Supplied records -
╔══

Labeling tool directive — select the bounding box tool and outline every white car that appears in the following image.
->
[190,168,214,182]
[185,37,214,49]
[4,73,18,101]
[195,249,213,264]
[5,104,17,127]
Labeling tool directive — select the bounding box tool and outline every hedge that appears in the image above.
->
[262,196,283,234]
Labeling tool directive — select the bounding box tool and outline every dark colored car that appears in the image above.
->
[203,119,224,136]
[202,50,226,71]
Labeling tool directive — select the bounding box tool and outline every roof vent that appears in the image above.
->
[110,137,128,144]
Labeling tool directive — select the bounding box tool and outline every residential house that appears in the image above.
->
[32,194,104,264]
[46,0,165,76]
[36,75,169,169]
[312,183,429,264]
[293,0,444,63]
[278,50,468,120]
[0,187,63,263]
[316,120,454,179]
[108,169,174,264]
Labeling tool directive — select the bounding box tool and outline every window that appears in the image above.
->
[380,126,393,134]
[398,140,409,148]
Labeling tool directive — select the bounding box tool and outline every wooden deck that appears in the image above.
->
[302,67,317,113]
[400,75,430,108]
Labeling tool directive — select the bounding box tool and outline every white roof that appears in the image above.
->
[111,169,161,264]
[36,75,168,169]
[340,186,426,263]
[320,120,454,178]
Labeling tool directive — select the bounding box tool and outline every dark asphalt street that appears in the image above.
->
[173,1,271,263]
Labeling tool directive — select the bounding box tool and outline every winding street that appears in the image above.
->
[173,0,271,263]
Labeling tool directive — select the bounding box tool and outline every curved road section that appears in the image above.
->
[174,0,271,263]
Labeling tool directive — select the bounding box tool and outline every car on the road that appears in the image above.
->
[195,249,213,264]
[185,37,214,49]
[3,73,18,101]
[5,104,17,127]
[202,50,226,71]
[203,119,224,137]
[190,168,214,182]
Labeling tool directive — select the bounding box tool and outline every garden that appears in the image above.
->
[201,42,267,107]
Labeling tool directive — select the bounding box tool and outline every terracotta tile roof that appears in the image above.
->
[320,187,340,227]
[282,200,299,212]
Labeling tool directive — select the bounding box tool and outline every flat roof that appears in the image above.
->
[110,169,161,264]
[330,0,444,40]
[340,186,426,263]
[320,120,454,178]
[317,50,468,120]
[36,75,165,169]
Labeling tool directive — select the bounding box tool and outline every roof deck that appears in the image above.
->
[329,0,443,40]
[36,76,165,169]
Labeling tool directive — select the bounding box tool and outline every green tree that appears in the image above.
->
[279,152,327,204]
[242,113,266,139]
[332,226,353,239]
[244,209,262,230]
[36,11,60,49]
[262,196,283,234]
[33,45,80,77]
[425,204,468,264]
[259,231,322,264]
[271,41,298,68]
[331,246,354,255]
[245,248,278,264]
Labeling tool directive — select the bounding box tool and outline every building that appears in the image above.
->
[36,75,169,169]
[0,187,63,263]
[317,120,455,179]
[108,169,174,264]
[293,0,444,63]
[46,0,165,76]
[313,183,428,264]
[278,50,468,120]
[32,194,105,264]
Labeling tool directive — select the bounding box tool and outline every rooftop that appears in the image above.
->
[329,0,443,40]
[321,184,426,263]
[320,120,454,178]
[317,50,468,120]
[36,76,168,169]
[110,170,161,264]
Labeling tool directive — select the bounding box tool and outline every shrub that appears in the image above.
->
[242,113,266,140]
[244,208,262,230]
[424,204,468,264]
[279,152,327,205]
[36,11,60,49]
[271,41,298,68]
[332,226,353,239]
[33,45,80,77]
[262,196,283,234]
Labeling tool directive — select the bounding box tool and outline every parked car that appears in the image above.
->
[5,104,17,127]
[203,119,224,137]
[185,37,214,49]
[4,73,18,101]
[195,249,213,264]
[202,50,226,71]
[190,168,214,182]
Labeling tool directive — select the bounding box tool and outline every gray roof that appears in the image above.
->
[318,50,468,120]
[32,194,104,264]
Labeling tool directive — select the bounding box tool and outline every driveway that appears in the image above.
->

╚══

Problem details - Return all of the data exactly as it reads.

Final answer -
Labeling tool directive — select the bounding box tool and outline every white car that appears in the following image.
->
[190,168,214,182]
[185,37,214,49]
[4,73,18,101]
[195,249,213,264]
[5,104,17,127]
Labeling tool directive — select the bounding box tool and outline every hedge that appears in the image above.
->
[262,196,283,234]
Labeling tool directive — select the bounding box tool and outline every dark colored car that appears in the image above.
->
[203,119,224,136]
[202,50,226,71]
Labeling tool directive — select the bounding box tool and outline every roof vent that appears in the image above.
->
[110,137,128,144]
Labeling tool directive — select the bounding box tool and outline every residential house that appears in the image above.
->
[32,194,104,264]
[46,0,165,76]
[36,75,169,169]
[312,183,429,264]
[293,0,444,63]
[278,50,468,120]
[0,187,63,263]
[316,120,454,179]
[108,169,174,264]
Labeling tool directive — select the bounding box tool and outline every window that appears in the image above.
->
[380,126,393,134]
[398,140,409,148]
Labeling tool directive — select the bounding box tool and outline every wooden deck that appears in the image above.
->
[302,67,317,113]
[400,75,430,108]
Labeling tool directive — select the bounding box tool and outline every white roof that appears in the image above.
->
[111,169,161,264]
[36,75,168,169]
[340,186,426,263]
[320,120,454,178]
Labeling tool directive — select the bounding box tool and outline every dark asphalt street that appears in the image above.
->
[173,1,271,263]
Labeling tool directive — select the bounding box tool and outline every winding street that appears in the image above.
->
[173,0,271,263]
Labeling tool directive — select the bounding box tool and outline every curved road section that appears in the image above.
->
[174,0,271,263]
Labeling tool directive — select the bounding box tool and outline every car on the road that appears in the image above.
->
[195,249,213,264]
[185,37,214,49]
[3,73,18,101]
[5,104,17,127]
[202,50,226,71]
[203,119,224,137]
[190,168,214,182]
Labeling tool directive — select the bounding box tool and outline every garden that appears in the image above.
->
[201,42,267,107]
Labeling tool directive — select the bounding box tool and outline every terracotta tile roof that appears in the image above.
->
[320,187,340,227]
[282,200,299,212]
Labeling tool directive — select the bounding box tool and outline every flat roof that appears in the image above.
->
[110,169,161,264]
[330,0,444,40]
[340,186,426,263]
[320,120,454,178]
[317,50,468,120]
[36,75,165,169]
Labeling tool directive — select the bounding box tool and outline every roof deck that appears in the image above.
->
[329,0,443,40]
[36,76,165,169]
Labeling tool directive — select the bounding box tool and outline every green tree that appears in the image above.
->
[279,152,327,204]
[242,113,266,139]
[332,226,353,239]
[244,209,262,230]
[36,11,60,49]
[262,196,283,234]
[33,45,80,77]
[425,204,468,264]
[259,231,322,264]
[271,41,298,68]
[331,246,354,255]
[245,248,278,264]
Labeling tool directive — select the bounding box tool and outline every building that appears in the image above.
->
[36,75,169,169]
[0,187,63,263]
[317,120,455,179]
[108,169,174,264]
[293,0,444,63]
[46,0,165,76]
[313,183,428,264]
[278,50,468,120]
[32,194,105,264]
Labeling tool directive — select the bounding box tool and outline every rooftop that appears in the image above.
->
[329,0,443,40]
[321,184,426,263]
[320,120,454,178]
[317,50,468,120]
[36,76,168,169]
[110,170,161,264]
Labeling tool directive — select the bounding box tool and outline every shrub that appears in the image above.
->
[242,113,266,140]
[244,208,262,230]
[424,204,468,264]
[279,152,327,205]
[36,11,60,49]
[271,41,298,68]
[332,226,353,239]
[33,45,80,77]
[262,196,283,234]
Labeling tool directive — select the bounding box tool and outline every parked car that appears in the image above.
->
[5,104,17,127]
[203,119,224,137]
[185,37,214,49]
[4,73,18,101]
[195,249,213,264]
[202,50,226,71]
[190,168,214,182]
Labeling tool directive — select the bounding box tool and outline every gray roof that appears in the image above.
->
[318,50,468,120]
[32,194,104,264]
Labeling tool directive — select the bounding box tool and outline every driveway that appears in the image above.
->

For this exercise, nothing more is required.